→ TASK STATEMENT
Summarize the article below about the Fitzroy photography exhibition in two sentences.

• As a young man Chris Lermanis shot a series of social documentary images around the inner city suburb of Fitzroy in Melbourne. They are on show at Colour Factory Gallery.
    As a young man Chris Lermanis shot a series of social documentary images around the inner city suburb of Fitzroy in Melbourne. They are on show at Colour Factory Gallery.
Close×

Enthusiast photographer Chris Lermanis is showing a collection of his historic images from the inner Melbourne suburb of Fitzroy at that city’s Colour Factory Gallery.

Fitzroy Narrows 1965, a collection of black and white prints shot around the inner Melbourne suburb of Fitzroy in the 1960s by photography enthusiast Chris Lermanis will be shown at the Colour Factory Gallery began yesterday and will run until June 27.

Following on from Robert Ashton's very successful exhibition Into the Hollow Mountains which covered similar terrain from the 1970s last year, photographer Chris Lermanis goes back a decade earlier to the mid sixties. It was a time where kids still played cricket on the streets of Fitzroy, demolitions took place with a serious lack of OHS procedure, and workers like milk delivery men wandered the streets.

This is the first public exhibition of these photographs and each has been hand printed on silver gelatin fibre paper in the darkroom and processed to archival standards. Lermanis says of the series Fitzroy Narrows 1965, “Why take a camera down a suburban street to photograph the ordinary everyday lives of my fellow Australians? The streets in Fitzroy and Collingwood were far from ordinary to a 25 year old living in bayside Brighton. It seemed like a foreign country. I felt like a tourist.”

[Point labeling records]
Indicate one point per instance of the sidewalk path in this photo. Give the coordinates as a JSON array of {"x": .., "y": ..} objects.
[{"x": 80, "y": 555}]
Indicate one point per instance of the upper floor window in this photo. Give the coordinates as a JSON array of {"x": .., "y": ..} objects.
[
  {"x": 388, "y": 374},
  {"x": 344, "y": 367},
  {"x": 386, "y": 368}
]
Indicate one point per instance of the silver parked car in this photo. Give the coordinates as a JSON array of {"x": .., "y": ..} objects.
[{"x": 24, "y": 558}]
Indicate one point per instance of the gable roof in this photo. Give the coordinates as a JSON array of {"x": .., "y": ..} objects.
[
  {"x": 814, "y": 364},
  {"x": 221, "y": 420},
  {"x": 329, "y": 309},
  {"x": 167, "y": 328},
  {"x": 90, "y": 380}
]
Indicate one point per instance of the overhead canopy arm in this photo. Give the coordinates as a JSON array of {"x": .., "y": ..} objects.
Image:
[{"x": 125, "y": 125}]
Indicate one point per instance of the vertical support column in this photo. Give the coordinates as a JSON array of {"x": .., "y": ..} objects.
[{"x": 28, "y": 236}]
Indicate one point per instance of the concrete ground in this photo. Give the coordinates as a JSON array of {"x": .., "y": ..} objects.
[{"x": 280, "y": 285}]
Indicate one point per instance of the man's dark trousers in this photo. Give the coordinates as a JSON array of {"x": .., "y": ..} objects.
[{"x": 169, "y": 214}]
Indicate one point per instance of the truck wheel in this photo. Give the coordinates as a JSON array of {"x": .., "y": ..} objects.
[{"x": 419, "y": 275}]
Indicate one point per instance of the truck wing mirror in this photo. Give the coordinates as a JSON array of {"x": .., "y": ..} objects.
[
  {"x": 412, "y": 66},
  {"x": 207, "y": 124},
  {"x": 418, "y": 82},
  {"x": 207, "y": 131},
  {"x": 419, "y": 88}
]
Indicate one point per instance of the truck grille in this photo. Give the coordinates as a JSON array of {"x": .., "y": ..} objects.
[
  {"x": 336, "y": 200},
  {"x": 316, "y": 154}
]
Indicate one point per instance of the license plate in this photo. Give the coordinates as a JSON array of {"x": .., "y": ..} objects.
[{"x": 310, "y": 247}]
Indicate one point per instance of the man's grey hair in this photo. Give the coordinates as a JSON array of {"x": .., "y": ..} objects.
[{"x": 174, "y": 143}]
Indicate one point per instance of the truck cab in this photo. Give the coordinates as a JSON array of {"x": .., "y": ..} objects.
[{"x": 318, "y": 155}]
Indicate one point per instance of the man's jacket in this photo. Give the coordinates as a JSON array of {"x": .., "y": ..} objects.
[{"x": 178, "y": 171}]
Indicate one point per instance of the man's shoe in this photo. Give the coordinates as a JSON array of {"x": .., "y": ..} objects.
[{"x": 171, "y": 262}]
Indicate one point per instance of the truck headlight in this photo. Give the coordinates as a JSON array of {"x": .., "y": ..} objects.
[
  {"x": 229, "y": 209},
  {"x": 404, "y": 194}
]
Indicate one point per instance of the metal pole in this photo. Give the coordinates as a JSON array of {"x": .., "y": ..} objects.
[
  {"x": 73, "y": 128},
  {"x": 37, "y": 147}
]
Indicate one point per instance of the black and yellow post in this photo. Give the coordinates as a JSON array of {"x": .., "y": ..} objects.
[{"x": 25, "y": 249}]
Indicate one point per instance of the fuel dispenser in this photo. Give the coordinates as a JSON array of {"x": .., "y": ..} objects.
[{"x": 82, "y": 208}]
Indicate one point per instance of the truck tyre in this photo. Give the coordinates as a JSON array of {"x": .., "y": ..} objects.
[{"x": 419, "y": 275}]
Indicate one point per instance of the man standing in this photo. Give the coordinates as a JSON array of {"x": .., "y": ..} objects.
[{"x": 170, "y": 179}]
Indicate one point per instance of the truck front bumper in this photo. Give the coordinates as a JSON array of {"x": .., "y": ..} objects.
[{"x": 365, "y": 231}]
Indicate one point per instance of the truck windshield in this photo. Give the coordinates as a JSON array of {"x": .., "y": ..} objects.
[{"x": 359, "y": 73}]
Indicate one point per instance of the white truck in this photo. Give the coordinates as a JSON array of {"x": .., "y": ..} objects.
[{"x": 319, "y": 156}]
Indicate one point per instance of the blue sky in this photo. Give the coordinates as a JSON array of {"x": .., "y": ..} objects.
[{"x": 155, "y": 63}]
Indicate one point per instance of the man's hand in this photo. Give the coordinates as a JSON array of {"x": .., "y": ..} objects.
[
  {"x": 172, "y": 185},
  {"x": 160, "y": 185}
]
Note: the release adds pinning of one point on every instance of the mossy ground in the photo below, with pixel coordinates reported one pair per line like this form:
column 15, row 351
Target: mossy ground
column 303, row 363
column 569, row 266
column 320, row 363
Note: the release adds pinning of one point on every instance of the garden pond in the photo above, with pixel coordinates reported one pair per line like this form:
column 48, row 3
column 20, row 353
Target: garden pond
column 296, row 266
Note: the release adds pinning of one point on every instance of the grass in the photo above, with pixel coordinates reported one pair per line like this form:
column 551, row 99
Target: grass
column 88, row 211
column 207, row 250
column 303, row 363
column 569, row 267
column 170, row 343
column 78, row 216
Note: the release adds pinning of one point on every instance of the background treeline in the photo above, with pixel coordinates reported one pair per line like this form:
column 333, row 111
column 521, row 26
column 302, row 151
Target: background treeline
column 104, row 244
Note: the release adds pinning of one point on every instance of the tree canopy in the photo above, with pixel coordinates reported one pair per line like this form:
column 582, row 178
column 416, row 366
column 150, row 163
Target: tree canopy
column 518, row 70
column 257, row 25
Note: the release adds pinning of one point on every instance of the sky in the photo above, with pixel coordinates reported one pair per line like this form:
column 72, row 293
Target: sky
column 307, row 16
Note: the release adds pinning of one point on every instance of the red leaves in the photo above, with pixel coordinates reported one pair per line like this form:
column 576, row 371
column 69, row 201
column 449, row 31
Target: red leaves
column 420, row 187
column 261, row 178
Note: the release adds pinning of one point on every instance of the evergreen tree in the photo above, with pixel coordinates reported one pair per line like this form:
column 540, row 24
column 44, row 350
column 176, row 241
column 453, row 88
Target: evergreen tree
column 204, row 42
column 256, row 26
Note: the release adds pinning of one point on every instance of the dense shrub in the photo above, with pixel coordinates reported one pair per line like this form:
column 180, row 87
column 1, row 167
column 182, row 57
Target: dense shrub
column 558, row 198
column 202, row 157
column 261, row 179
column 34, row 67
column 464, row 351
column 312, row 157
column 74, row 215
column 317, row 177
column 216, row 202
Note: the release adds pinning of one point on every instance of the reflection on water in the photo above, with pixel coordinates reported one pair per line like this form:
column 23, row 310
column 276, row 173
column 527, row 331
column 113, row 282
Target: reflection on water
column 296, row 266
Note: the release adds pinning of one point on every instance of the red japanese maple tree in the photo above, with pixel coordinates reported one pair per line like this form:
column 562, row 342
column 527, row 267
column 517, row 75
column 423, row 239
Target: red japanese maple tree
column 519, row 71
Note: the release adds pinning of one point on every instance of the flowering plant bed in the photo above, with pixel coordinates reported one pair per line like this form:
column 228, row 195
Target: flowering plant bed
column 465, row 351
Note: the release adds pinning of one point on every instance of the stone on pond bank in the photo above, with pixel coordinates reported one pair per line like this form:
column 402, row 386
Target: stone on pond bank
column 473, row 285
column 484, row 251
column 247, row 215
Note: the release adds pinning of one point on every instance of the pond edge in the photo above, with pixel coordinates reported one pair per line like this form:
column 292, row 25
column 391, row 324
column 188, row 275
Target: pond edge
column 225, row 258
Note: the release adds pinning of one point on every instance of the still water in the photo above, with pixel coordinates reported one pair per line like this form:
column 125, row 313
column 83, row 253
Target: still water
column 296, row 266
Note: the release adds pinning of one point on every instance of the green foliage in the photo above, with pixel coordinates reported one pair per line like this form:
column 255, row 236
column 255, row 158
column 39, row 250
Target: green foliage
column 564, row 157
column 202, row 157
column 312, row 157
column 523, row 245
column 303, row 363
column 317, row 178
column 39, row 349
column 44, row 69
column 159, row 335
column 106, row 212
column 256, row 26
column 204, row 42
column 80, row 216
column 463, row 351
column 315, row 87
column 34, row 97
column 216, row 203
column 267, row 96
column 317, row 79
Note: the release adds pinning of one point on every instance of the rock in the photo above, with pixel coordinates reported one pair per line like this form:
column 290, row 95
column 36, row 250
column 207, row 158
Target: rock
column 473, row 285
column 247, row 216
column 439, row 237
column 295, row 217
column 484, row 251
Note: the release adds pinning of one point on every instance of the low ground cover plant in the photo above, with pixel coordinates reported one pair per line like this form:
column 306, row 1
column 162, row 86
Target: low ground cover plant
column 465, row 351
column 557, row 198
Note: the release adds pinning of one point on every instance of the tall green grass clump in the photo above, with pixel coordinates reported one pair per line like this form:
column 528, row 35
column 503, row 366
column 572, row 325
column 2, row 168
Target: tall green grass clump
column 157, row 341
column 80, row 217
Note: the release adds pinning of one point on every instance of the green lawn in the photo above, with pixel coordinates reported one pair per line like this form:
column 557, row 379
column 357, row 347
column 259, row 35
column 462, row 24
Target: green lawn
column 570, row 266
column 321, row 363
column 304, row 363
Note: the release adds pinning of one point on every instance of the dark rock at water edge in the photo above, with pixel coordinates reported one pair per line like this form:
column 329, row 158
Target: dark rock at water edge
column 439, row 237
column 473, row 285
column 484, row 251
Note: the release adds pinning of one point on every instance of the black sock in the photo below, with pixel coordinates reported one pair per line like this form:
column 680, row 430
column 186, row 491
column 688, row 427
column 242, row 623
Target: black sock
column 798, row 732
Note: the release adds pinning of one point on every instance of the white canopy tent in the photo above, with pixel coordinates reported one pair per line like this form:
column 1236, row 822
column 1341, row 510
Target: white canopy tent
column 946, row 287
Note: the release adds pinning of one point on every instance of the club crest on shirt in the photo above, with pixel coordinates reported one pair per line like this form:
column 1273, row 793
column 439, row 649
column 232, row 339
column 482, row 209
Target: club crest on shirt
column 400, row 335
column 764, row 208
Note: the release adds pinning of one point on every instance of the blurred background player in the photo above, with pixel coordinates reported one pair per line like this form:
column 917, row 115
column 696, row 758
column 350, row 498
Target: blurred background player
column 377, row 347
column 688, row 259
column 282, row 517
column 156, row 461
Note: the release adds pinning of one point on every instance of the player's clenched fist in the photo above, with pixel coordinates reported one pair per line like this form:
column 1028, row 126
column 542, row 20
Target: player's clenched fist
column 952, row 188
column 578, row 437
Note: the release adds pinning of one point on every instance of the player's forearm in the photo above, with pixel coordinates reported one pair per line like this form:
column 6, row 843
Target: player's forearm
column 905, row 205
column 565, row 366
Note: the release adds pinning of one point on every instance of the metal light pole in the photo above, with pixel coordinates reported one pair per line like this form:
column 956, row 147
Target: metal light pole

→ ANSWER TO THIS EXERCISE
Fitzroy Narrows 1965, a collection of black and white prints that photography enthusiast Chris Lermanis shot as a young man around the inner Melbourne suburb of Fitzroy in the 1960s, is on show at the Colour Factory Gallery until June 27. The exhibition is the first public showing of these photographs, each hand printed on silver gelatin fiber paper, and they depict a time when kids played cricket in the streets, demolitions took place with little OHS procedure, and milk delivery men wandered the streets.